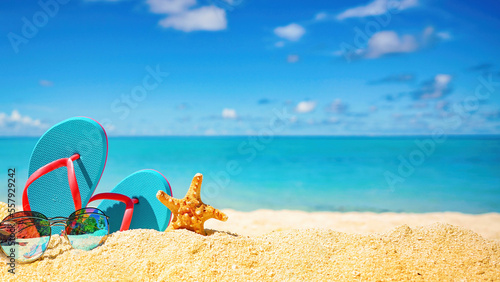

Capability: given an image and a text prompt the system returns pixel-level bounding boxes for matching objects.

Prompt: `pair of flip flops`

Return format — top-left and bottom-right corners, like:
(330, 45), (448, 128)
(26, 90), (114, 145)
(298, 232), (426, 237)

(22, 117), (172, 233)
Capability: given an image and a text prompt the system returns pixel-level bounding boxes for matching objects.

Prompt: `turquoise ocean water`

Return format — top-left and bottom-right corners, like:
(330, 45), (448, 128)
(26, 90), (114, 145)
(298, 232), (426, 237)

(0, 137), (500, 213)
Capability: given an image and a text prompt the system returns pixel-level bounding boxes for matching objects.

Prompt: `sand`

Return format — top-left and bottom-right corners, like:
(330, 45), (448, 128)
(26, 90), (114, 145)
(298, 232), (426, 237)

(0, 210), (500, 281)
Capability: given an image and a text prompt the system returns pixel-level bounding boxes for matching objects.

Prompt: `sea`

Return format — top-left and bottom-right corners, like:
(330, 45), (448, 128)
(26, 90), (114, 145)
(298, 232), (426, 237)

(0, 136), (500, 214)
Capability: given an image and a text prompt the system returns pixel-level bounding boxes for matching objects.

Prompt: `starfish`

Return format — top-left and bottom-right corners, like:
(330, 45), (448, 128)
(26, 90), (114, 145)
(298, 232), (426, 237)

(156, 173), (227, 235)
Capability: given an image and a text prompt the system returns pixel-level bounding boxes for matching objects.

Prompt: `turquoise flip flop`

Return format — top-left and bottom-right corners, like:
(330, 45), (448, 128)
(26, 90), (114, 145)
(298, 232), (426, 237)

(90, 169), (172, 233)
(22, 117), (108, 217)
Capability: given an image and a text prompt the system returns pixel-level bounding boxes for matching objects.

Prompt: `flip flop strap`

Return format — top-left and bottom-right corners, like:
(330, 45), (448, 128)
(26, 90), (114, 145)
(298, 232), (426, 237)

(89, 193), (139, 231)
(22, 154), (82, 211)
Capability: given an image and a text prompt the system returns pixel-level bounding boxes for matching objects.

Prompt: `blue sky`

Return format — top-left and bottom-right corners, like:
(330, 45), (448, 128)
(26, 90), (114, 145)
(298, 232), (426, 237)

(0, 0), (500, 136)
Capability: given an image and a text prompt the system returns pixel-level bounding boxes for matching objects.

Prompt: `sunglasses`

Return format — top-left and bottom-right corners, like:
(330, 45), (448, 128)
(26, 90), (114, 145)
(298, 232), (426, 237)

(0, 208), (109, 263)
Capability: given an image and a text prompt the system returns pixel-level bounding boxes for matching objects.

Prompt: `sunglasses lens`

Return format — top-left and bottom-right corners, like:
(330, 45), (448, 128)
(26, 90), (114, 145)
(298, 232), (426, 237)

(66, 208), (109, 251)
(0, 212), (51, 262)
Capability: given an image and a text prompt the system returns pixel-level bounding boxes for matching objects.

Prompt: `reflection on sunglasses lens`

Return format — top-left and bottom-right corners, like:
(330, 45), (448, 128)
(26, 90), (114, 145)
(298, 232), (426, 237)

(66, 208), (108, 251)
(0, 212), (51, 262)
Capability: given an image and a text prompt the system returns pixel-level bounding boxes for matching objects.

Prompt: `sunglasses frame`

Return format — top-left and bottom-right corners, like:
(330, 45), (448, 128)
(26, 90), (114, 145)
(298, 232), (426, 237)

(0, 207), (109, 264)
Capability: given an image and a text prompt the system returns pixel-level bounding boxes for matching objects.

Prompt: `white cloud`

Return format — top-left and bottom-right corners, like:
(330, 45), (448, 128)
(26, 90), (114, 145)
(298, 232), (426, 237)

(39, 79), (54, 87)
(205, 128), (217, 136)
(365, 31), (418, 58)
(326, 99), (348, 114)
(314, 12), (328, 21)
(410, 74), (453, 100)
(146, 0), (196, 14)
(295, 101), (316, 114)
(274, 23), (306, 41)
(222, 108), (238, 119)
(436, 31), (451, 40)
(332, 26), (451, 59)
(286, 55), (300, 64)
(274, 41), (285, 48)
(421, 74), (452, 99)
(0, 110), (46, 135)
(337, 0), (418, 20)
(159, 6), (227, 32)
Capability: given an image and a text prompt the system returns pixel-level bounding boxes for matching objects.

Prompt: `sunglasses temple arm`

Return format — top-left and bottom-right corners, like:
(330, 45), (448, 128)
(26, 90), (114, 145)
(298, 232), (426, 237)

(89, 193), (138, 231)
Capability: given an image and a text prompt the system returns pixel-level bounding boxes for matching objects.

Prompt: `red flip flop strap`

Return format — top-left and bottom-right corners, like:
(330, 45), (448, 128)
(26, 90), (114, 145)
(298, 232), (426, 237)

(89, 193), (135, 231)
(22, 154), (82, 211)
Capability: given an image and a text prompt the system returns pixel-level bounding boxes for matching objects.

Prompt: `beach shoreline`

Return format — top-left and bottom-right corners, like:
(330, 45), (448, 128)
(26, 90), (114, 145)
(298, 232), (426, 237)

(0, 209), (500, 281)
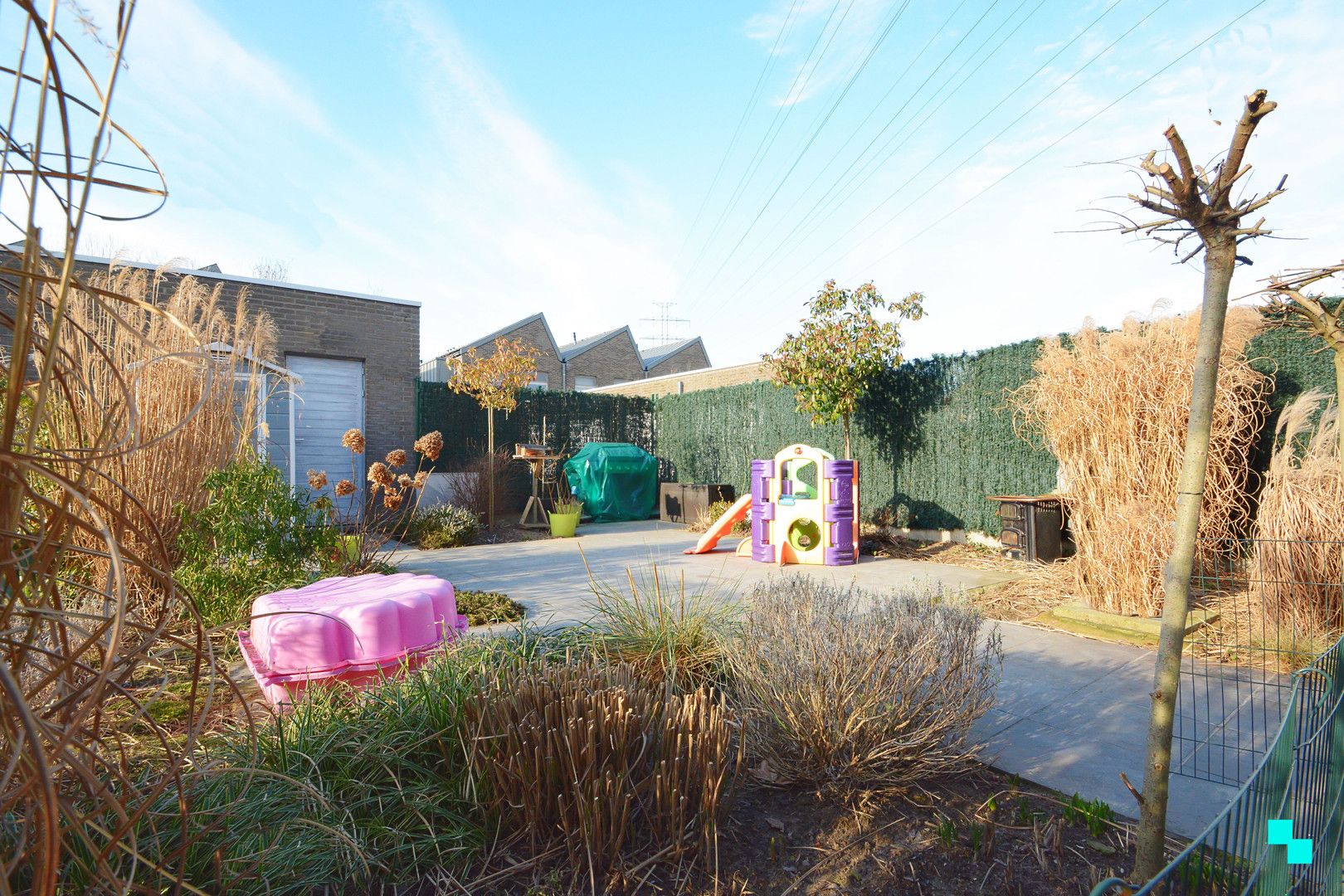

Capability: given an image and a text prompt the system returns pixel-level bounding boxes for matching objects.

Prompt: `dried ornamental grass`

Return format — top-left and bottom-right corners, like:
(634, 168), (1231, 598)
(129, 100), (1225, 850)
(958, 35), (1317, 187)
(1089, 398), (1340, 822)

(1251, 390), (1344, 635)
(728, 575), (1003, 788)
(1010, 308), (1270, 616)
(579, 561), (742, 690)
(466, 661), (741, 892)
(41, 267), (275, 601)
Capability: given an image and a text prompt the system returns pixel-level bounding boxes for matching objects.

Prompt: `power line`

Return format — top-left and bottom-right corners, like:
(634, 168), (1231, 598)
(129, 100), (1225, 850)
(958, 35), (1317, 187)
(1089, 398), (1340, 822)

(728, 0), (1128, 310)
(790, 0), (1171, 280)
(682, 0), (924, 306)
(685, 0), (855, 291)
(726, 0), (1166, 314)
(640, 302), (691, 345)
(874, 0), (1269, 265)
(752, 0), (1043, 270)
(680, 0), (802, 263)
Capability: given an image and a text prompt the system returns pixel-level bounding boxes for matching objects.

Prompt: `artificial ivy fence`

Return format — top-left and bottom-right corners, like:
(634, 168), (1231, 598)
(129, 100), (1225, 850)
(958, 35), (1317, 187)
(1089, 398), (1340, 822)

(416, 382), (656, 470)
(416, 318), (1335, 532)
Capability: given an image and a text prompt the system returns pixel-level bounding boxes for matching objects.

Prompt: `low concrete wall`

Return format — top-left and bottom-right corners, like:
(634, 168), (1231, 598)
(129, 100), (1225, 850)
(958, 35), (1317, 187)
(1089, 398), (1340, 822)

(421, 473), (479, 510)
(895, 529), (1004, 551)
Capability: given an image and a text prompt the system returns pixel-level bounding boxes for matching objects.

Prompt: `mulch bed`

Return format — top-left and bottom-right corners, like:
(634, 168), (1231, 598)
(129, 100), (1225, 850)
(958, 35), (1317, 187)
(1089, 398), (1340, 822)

■ ■ ■ ■

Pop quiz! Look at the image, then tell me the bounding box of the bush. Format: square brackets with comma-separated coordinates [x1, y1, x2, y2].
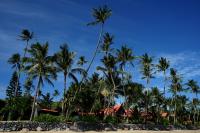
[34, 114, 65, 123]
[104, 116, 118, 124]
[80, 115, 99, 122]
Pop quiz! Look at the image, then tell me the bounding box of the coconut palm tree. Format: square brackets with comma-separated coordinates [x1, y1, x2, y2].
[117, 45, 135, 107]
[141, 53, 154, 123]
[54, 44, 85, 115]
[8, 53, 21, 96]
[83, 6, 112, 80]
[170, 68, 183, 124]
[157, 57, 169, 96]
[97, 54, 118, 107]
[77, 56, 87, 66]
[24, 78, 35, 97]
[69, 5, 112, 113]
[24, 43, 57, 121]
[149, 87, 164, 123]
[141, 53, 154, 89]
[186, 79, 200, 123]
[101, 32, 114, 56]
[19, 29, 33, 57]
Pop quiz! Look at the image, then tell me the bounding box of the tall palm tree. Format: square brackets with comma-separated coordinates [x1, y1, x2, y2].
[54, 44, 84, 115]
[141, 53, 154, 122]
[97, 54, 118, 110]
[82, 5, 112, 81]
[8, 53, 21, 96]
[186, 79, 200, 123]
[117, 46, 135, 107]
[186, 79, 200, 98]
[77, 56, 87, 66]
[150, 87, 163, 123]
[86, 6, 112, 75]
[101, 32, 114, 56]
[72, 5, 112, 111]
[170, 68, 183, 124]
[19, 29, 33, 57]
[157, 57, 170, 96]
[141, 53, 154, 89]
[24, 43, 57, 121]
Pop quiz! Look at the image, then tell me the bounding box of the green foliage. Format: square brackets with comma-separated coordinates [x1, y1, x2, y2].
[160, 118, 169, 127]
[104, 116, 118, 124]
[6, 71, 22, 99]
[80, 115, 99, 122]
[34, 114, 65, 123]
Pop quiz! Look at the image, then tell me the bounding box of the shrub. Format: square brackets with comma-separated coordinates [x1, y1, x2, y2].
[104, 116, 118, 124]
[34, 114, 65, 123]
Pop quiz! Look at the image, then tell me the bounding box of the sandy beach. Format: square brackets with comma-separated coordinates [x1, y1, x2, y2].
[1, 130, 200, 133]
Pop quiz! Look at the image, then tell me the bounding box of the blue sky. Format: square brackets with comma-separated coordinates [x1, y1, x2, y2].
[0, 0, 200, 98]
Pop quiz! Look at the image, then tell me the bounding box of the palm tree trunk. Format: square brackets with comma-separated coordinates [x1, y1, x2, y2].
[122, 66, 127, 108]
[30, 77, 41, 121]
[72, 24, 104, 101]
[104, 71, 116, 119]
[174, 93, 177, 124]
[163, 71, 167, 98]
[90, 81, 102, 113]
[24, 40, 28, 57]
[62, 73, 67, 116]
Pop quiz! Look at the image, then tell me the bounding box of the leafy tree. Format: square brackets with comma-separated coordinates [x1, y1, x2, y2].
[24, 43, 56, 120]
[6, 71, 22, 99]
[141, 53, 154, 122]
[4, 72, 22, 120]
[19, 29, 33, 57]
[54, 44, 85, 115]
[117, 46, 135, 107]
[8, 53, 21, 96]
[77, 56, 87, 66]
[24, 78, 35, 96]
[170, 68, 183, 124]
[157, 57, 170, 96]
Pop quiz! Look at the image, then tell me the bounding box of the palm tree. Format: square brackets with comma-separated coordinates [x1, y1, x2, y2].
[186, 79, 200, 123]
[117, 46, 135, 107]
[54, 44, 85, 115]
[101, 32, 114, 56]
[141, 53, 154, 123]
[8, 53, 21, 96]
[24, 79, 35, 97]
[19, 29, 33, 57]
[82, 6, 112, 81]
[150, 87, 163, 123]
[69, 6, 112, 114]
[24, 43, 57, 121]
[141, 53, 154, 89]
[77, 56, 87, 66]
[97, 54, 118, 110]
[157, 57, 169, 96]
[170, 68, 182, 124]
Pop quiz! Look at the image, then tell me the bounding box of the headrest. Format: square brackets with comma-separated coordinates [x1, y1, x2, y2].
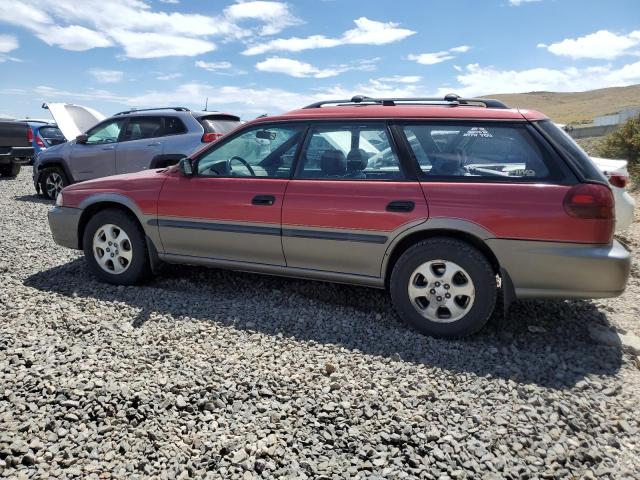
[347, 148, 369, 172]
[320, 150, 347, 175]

■ ■ ■ ■

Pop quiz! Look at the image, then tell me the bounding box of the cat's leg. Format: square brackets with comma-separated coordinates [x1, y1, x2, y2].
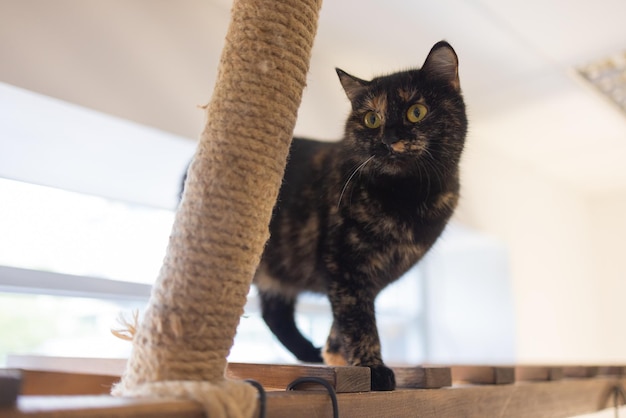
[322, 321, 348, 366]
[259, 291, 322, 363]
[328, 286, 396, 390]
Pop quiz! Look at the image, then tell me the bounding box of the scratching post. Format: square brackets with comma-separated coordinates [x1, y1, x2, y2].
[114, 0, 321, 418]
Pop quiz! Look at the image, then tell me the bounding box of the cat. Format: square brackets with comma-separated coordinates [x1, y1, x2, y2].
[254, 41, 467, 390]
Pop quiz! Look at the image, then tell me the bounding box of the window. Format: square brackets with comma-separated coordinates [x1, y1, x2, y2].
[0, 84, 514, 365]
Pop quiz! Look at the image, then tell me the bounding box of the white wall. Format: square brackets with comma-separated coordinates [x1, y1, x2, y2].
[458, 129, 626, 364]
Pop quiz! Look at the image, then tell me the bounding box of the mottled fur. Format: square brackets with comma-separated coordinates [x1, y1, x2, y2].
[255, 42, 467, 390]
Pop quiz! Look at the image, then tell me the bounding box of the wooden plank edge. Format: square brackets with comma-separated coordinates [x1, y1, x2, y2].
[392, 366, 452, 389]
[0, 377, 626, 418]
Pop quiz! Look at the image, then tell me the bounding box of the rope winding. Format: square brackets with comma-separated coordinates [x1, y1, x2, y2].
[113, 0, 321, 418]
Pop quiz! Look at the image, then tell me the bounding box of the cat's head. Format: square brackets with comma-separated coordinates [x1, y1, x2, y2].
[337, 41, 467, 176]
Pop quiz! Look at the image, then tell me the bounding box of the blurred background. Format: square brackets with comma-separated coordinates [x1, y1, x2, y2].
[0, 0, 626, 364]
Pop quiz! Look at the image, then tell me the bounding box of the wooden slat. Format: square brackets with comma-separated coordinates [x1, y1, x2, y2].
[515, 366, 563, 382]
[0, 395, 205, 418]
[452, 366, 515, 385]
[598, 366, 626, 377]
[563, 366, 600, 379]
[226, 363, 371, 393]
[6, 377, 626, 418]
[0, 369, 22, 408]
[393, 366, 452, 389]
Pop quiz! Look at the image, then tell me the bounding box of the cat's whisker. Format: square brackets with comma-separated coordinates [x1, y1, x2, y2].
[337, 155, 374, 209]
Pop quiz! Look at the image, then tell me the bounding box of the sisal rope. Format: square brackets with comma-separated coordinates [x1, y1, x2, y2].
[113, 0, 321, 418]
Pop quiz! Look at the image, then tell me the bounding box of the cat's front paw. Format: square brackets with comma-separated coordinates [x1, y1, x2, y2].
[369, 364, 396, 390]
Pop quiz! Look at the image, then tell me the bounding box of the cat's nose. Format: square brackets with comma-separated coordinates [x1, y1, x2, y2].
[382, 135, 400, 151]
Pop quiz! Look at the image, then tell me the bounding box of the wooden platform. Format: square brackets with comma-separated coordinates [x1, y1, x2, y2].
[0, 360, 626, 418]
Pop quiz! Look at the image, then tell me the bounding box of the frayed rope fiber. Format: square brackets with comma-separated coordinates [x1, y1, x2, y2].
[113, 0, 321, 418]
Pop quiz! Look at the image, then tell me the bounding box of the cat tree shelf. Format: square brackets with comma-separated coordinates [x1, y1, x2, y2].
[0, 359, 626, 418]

■ ■ ■ ■

EXERCISE DETAILS » Pull out every line of the rows above that contains the string "blue". Matching is case-sensitive.

WRITTEN RESPONSE »
Prompt: `blue sky`
Pop quiz! Look at the image, then tell me the bounding box of the blue sky. Format: square brackets with comma-separated coordinates [x1, y1, x2, y2].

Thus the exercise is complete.